Extrait choisi:
════════
Deux autres types de débats, qui se ressemblent un peu sur le fond, existent égale­ment dans ma classe: le premier que je qualifie­rai de "débat d'opposition" a lieu lorsque les enfants décident d'un thème amenant des "pour" et des "contre" comme ils le disent eux-mêmes.
Cet exemple "les esprits existent-ils?" 10 est révélateur de ce type de discussion, en ce sens que de toutes façons, comme le système de référence de chacun est diffé­rent de celui de son voi­sin, il est rare de voir un enfant changer d'avis. 
 
- Bernadette : Moi je connais une fille, eh ben son père il parle aux esprits.
- Stéphane : Tu l'as vu toi l'esprit ?
- Vérane : Et qu'est-ce que c'est qui te le prouve, que c'est vrai, qu'il a parlé aux esprits ?
- Bernadette : J'ai demandé au garçon et puis il a dit c'était vrai.
- Cédric : Il raconte peut-être des histoires hein ! Il faut le voir pour avoir la preuve hein !
- Bernadette : L'esprit lui a dit qu'il aurait une Peugeot 205, puis, par sa grand-mère il l'a eue, la Peu­geot 205.
- Vérane : Si ça se trouve il a de­mandé à sa grand-mère, peut-être qu'il t'a menti hein!
- Bernadette : C'était un cadeau d'anniversaire.
- Vérane : Ben, peut-être qu'il a de­mandé.
- Bernadette : Non.
- Vérane : Qu'est-ce que tu en sais ?
- Bernadette : Il me l'a dit.
- Vérane : Mmm, rien ne le prouve.
════════
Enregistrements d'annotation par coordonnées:
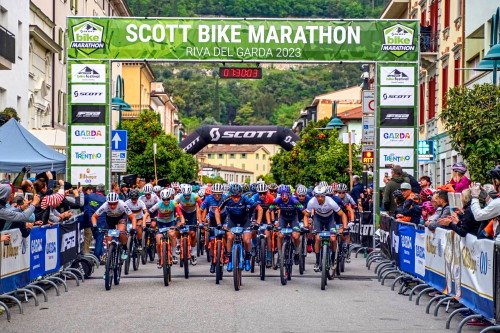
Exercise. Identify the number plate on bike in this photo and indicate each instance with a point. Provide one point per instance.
(237, 230)
(113, 232)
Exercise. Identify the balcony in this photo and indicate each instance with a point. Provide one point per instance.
(7, 49)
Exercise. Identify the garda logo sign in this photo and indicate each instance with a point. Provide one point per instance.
(398, 137)
(398, 40)
(87, 36)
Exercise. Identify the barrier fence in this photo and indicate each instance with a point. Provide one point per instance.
(463, 268)
(47, 256)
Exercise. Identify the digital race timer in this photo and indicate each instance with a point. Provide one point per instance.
(240, 73)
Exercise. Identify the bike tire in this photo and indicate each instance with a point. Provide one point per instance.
(324, 269)
(236, 268)
(109, 271)
(263, 258)
(185, 256)
(165, 266)
(218, 263)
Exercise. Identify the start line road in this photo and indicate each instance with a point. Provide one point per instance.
(141, 303)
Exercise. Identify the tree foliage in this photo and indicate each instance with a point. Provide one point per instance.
(320, 155)
(471, 117)
(171, 162)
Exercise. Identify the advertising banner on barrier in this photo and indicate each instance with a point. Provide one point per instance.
(435, 243)
(70, 241)
(44, 251)
(475, 274)
(14, 262)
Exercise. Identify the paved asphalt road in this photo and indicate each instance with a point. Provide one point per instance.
(354, 303)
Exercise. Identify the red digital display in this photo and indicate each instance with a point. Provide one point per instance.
(240, 73)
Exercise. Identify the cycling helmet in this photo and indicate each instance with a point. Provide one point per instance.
(426, 205)
(398, 194)
(494, 173)
(186, 189)
(459, 167)
(133, 194)
(342, 187)
(217, 188)
(329, 190)
(235, 189)
(301, 190)
(273, 187)
(319, 190)
(112, 197)
(148, 188)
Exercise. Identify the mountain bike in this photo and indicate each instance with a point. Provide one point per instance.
(113, 267)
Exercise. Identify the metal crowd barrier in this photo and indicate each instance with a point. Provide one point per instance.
(28, 266)
(462, 271)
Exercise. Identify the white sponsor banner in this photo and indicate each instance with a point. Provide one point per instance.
(16, 256)
(404, 157)
(88, 155)
(368, 102)
(399, 137)
(397, 76)
(94, 73)
(420, 253)
(88, 134)
(51, 250)
(397, 96)
(88, 93)
(88, 175)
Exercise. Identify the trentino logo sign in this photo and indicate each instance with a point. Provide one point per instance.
(398, 40)
(87, 37)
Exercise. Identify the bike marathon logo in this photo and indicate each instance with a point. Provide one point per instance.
(398, 40)
(87, 36)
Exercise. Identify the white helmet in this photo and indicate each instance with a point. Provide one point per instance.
(148, 188)
(186, 189)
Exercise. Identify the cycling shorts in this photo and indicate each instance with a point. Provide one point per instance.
(321, 223)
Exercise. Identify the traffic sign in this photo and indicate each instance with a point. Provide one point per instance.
(119, 140)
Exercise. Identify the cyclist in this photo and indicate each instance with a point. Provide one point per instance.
(264, 199)
(288, 206)
(323, 209)
(209, 205)
(189, 204)
(238, 206)
(149, 198)
(116, 212)
(138, 208)
(167, 210)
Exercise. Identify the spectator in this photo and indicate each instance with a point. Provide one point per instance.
(440, 200)
(394, 184)
(458, 179)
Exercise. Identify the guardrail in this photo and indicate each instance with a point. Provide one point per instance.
(463, 270)
(48, 256)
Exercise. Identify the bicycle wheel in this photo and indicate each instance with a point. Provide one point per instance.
(165, 266)
(263, 258)
(185, 257)
(109, 271)
(236, 268)
(325, 263)
(218, 263)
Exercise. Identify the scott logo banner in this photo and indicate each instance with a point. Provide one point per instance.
(239, 135)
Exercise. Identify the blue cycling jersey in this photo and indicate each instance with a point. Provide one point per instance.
(212, 204)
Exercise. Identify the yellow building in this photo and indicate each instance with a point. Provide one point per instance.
(252, 158)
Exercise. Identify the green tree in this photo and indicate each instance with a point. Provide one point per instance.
(320, 155)
(171, 161)
(471, 119)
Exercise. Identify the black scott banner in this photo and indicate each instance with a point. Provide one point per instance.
(240, 135)
(69, 241)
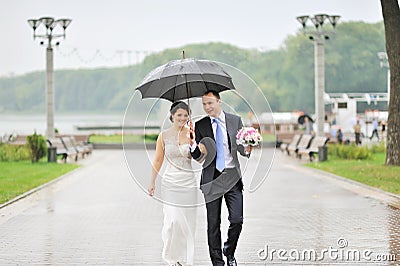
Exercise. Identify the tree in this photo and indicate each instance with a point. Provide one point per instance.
(391, 18)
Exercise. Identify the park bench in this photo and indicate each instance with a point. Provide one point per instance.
(313, 149)
(295, 140)
(70, 143)
(304, 143)
(62, 150)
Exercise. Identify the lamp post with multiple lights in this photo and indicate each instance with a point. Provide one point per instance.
(318, 34)
(48, 35)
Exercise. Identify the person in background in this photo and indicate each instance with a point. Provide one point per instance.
(339, 136)
(374, 130)
(357, 132)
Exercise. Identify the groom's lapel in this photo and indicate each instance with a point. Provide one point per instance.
(230, 129)
(208, 128)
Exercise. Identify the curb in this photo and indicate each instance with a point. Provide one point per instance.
(362, 189)
(36, 189)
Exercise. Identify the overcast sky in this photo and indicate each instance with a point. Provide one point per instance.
(120, 32)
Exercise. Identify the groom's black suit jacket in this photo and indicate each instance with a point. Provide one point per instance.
(203, 130)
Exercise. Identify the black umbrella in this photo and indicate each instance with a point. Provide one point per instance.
(301, 119)
(184, 79)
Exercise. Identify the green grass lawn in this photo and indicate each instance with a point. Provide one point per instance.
(372, 172)
(19, 177)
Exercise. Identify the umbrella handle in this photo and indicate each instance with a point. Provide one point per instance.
(191, 128)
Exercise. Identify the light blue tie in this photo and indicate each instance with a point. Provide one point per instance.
(220, 163)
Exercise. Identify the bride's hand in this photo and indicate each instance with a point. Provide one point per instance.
(191, 136)
(151, 189)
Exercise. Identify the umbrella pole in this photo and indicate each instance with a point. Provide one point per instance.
(188, 96)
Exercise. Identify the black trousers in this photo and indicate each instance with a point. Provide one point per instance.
(234, 203)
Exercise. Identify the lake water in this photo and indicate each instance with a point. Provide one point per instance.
(65, 123)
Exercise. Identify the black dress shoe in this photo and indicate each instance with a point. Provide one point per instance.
(230, 260)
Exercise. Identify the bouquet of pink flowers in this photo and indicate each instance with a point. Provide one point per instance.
(248, 136)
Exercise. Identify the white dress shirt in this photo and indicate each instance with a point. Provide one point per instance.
(227, 154)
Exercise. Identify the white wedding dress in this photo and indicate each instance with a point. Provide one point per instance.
(179, 194)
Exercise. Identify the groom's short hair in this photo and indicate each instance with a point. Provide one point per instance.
(215, 93)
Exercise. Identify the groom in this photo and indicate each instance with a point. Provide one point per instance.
(221, 176)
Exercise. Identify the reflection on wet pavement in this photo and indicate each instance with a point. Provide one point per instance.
(101, 216)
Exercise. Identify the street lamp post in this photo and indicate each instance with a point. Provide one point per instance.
(318, 34)
(48, 34)
(385, 64)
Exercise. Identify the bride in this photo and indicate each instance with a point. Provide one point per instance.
(178, 188)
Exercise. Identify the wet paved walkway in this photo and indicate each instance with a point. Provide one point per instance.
(99, 215)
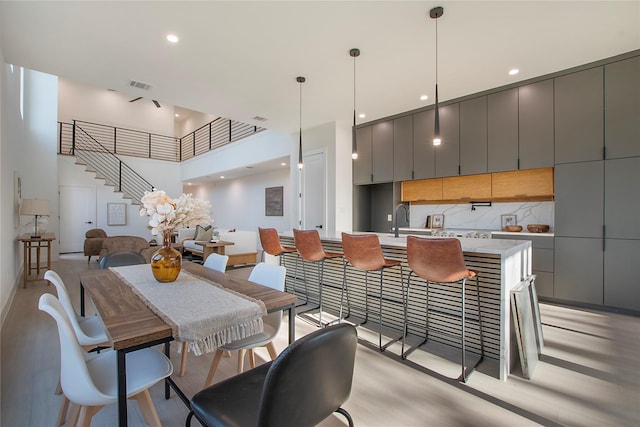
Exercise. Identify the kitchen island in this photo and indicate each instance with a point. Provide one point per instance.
(501, 266)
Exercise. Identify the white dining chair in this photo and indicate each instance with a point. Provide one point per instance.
(215, 262)
(272, 276)
(92, 384)
(90, 331)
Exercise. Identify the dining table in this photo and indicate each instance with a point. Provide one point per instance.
(132, 325)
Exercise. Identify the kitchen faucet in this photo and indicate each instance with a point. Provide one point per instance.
(395, 217)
════════
Défis:
a) Reproduisez à l'identique tout le passage de l'extrait sur les débats en classe, depuis «- Vérane : Et» jusqu'à «me l'a dit.».
b) Extrayez, parmi les lignes ci-dessus, toutes celles qui contiennent la chaîne «bike». La casse doit être respectée.

Réponses:
a)
- Vérane : Et qu'est-ce que c'est qui te le prouve, que c'est vrai, qu'il a parlé aux esprits ?
- Bernadette : J'ai demandé au garçon et puis il a dit c'était vrai.
- Cédric : Il raconte peut-être des histoires hein ! Il faut le voir pour avoir la preuve hein !
- Bernadette : L'esprit lui a dit qu'il aurait une Peugeot 205, puis, par sa grand-mère il l'a eue, la Peu­geot 205.
- Vérane : Si ça se trouve il a de­mandé à sa grand-mère, peut-être qu'il t'a menti hein!
- Bernadette : C'était un cadeau d'anniversaire.
- Vérane : Ben, peut-être qu'il a de­mandé.
- Bernadette : Non.
- Vérane : Qu'est-ce que tu en sais ?
- Bernadette : Il me l'a dit.

b)
Exercise. Identify the number plate on bike in this photo and indicate each instance with a point. Provide one point per instance.
Exercise. Identify the bike tire in this photo and indicate each instance with a point. Provide one point per instance.
Exercise. Identify the mountain bike in this photo and indicate each instance with a point. Provide one point per instance.
Exercise. Identify the bike marathon logo in this photo and indicate each instance with a point. Provide one point per instance.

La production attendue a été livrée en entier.